### ACTIVITY:
Each line of the data that includes "mountain" must be copied.

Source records

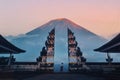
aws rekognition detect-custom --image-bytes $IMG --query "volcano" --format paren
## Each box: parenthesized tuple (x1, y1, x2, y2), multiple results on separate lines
(27, 18, 98, 36)
(9, 18, 107, 72)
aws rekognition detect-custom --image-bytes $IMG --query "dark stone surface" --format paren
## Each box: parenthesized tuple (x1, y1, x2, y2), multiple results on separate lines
(23, 73, 105, 80)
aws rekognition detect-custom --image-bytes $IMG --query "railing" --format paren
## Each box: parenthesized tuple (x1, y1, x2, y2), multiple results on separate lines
(0, 64, 38, 71)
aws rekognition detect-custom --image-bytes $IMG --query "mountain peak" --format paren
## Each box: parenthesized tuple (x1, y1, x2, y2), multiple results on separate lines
(26, 18, 97, 36)
(50, 18, 78, 25)
(51, 18, 75, 23)
(53, 18, 68, 21)
(45, 18, 83, 29)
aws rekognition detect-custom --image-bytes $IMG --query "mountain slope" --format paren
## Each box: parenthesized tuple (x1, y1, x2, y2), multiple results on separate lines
(26, 18, 99, 36)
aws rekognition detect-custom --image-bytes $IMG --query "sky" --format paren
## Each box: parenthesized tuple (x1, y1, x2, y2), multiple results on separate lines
(0, 0, 120, 38)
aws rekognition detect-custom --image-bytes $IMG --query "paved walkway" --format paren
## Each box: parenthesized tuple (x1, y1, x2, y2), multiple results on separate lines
(23, 73, 105, 80)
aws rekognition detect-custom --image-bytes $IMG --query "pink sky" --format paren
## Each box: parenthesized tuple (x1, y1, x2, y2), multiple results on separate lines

### TASK OUTPUT:
aws rekognition detect-custom --image-bytes $IMG --query "mountain peak" --format paren
aws rekognition detect-custom --image-bytes $IMG --query "mountain slope" --format paren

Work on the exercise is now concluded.